### Exercise details
Return every line of the records that contains the word "bird", copying each one in full.

### Given entries
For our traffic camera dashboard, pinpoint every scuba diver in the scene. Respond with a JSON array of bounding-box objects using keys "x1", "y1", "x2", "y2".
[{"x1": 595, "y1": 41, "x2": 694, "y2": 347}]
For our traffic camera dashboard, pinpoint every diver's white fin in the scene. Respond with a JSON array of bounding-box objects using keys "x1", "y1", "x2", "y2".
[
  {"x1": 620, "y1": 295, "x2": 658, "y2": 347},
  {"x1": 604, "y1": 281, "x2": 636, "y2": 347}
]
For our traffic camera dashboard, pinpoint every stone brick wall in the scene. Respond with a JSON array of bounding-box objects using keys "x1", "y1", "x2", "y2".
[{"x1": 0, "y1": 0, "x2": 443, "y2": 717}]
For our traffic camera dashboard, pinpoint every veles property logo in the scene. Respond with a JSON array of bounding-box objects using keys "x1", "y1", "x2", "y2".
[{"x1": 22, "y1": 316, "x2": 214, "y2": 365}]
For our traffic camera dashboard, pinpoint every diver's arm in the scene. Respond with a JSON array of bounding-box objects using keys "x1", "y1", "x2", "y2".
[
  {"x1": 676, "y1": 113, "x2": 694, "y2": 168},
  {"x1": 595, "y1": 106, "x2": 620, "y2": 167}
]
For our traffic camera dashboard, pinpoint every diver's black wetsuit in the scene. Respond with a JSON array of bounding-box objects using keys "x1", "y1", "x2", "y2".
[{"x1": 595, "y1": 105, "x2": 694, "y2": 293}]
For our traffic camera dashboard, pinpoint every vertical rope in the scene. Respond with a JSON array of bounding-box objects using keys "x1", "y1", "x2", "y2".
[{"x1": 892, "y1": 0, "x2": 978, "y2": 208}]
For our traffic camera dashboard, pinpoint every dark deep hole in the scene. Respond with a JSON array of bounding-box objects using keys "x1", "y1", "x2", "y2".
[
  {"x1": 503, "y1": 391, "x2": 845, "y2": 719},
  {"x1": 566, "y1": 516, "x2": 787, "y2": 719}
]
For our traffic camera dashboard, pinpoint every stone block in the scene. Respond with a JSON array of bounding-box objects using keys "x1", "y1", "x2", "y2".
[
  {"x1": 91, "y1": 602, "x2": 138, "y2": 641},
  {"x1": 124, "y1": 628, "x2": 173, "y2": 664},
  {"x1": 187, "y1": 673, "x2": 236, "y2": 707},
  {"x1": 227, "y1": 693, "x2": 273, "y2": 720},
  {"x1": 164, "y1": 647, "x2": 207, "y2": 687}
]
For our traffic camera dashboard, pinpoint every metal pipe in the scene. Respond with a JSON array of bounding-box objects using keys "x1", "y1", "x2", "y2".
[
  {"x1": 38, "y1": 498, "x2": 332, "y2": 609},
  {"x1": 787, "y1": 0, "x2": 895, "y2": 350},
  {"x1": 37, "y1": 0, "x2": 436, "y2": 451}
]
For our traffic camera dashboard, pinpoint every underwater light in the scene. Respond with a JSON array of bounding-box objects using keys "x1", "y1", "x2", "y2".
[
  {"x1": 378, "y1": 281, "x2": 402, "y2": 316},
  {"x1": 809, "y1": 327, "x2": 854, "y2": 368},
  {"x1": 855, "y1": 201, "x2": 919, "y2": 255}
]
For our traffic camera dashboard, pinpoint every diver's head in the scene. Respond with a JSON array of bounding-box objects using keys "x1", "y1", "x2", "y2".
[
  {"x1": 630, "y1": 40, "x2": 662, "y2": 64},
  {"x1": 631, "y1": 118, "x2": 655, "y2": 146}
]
* * *
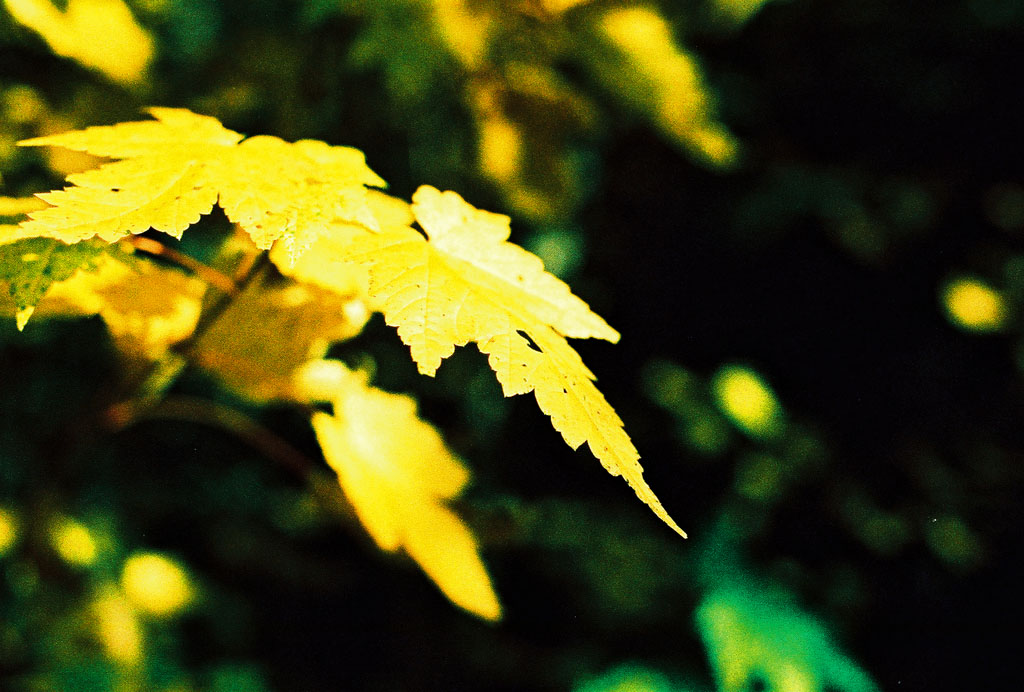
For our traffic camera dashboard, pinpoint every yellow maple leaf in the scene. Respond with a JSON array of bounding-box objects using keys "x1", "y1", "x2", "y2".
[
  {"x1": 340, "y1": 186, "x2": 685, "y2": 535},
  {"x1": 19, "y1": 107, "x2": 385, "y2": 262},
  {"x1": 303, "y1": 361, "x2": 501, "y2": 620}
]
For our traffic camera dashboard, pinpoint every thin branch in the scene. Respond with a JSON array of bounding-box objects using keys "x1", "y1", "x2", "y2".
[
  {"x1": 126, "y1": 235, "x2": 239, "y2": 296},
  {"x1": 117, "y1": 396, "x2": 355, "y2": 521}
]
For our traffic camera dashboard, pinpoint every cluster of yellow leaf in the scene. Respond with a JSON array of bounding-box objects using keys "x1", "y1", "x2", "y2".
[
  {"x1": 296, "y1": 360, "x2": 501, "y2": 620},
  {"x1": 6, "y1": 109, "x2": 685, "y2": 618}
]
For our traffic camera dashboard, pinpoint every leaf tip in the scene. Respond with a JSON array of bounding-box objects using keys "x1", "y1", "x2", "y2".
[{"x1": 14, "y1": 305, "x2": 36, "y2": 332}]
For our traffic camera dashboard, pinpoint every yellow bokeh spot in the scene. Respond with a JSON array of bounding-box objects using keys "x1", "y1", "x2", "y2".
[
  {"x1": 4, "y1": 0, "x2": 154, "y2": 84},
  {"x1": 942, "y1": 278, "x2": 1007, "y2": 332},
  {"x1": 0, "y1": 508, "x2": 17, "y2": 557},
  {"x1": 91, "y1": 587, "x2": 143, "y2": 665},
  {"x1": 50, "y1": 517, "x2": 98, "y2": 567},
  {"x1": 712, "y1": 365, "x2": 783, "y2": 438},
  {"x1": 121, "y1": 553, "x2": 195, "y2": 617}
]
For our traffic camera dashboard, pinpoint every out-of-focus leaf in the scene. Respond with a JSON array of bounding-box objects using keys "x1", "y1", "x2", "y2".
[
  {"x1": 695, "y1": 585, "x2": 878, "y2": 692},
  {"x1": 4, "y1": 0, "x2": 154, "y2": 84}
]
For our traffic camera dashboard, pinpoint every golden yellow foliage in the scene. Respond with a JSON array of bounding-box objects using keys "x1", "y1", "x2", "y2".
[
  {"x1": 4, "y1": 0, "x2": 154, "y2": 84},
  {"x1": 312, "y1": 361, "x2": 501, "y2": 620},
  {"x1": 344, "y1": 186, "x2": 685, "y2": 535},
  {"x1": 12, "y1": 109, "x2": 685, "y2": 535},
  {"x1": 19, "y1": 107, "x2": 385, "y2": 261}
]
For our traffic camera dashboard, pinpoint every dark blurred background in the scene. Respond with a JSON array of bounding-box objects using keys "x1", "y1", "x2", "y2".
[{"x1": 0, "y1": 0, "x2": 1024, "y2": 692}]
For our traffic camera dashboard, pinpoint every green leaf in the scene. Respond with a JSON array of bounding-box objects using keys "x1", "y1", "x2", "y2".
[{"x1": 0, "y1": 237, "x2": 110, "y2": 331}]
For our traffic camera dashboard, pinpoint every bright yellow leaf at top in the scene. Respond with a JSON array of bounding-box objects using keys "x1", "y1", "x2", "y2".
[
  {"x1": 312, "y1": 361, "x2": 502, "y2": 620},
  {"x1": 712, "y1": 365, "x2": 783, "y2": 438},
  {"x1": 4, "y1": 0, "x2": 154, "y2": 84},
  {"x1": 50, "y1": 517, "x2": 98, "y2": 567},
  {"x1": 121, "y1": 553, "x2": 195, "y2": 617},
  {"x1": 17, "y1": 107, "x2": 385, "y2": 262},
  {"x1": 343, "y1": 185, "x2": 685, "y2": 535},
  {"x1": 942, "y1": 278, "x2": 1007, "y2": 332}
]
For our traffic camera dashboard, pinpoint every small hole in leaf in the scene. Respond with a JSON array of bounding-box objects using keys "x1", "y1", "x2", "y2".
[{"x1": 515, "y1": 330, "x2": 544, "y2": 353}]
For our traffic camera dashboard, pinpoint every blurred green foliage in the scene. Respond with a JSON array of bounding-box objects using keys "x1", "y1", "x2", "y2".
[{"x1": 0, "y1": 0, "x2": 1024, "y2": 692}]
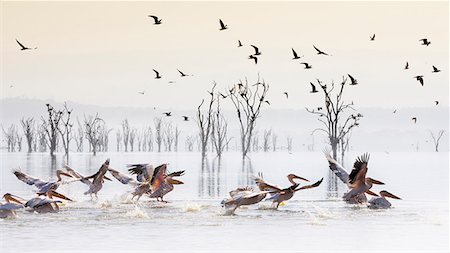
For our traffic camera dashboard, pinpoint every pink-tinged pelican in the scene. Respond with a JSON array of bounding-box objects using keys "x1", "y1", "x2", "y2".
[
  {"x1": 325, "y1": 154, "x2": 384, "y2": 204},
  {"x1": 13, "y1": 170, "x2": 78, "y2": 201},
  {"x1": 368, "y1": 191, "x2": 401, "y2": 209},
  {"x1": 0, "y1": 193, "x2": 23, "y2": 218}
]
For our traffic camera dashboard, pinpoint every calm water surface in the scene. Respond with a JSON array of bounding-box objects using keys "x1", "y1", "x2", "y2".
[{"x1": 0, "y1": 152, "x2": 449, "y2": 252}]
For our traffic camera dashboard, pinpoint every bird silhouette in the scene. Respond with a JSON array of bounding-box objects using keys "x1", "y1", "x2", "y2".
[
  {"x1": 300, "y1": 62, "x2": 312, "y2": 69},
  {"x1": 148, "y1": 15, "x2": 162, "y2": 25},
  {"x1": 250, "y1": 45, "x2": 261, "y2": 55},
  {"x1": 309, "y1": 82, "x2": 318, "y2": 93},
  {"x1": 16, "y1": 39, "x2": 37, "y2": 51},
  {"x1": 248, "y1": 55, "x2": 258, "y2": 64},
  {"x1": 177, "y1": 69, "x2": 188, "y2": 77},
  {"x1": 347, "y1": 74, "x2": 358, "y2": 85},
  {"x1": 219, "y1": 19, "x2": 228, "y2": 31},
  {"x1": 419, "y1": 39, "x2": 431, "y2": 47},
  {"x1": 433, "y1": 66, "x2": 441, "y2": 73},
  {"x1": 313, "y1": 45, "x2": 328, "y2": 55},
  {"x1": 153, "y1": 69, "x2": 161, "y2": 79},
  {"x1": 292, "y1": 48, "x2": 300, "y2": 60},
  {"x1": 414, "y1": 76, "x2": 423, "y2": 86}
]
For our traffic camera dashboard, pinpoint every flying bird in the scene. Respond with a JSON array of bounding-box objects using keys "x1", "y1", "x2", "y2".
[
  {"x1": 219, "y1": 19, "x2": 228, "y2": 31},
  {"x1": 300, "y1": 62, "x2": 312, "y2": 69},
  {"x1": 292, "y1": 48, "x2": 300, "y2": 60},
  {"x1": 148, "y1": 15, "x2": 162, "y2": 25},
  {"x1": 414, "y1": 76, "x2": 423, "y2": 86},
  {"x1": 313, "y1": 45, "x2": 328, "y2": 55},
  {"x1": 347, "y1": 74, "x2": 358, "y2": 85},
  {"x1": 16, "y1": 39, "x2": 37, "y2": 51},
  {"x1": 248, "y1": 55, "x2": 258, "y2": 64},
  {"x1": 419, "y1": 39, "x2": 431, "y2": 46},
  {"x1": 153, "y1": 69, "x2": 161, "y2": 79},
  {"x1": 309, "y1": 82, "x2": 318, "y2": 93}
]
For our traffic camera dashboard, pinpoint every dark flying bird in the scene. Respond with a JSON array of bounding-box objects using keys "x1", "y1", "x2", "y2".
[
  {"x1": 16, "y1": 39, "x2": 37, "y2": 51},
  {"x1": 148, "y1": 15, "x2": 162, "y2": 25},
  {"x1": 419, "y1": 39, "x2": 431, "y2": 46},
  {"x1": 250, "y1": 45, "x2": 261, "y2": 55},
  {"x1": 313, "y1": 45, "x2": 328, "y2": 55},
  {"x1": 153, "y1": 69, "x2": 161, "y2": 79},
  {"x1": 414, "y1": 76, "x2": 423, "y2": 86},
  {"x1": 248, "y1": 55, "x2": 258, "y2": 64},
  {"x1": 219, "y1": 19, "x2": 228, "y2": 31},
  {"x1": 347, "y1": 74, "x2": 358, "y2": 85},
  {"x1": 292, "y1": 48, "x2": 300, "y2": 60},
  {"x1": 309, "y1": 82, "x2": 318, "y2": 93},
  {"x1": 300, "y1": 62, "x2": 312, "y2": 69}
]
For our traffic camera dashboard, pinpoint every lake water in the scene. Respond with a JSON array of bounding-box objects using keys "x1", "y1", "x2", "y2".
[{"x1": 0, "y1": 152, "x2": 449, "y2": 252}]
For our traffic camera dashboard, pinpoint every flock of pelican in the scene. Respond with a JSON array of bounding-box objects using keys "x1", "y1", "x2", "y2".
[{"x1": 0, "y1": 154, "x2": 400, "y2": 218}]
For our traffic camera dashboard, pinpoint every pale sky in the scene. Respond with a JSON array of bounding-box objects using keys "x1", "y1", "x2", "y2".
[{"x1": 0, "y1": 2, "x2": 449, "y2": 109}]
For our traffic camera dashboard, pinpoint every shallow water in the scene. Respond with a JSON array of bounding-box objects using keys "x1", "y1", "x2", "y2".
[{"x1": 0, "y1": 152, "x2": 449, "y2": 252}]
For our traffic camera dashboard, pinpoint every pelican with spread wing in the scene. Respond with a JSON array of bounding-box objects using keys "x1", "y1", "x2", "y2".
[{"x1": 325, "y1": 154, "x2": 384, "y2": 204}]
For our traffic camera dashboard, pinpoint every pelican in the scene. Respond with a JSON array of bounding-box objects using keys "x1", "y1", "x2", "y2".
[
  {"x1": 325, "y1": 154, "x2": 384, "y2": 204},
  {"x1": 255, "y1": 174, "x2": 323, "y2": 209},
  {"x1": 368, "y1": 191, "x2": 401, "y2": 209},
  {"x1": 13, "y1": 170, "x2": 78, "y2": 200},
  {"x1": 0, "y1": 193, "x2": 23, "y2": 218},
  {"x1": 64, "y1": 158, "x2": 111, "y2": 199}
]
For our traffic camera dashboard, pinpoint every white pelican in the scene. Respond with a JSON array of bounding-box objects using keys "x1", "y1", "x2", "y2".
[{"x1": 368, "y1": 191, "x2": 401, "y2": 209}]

### Answer
For our traffic camera dashboard, pinpoint every bird silhouette in the scene. Respond with a JSON array of bounding-box objects using keys "x1", "y1", "x2", "y2".
For our traffic camera dashboard, pinpoint every flying bird in the scene. Respond with a JSON array of bounding-box objects using keys "x1", "y1", "x2", "y2".
For our traffic camera dashboard, pinpoint every dark flying bird in the scene. Respond with a JSON array of bounding-box objects using keys "x1", "y1", "x2", "y2".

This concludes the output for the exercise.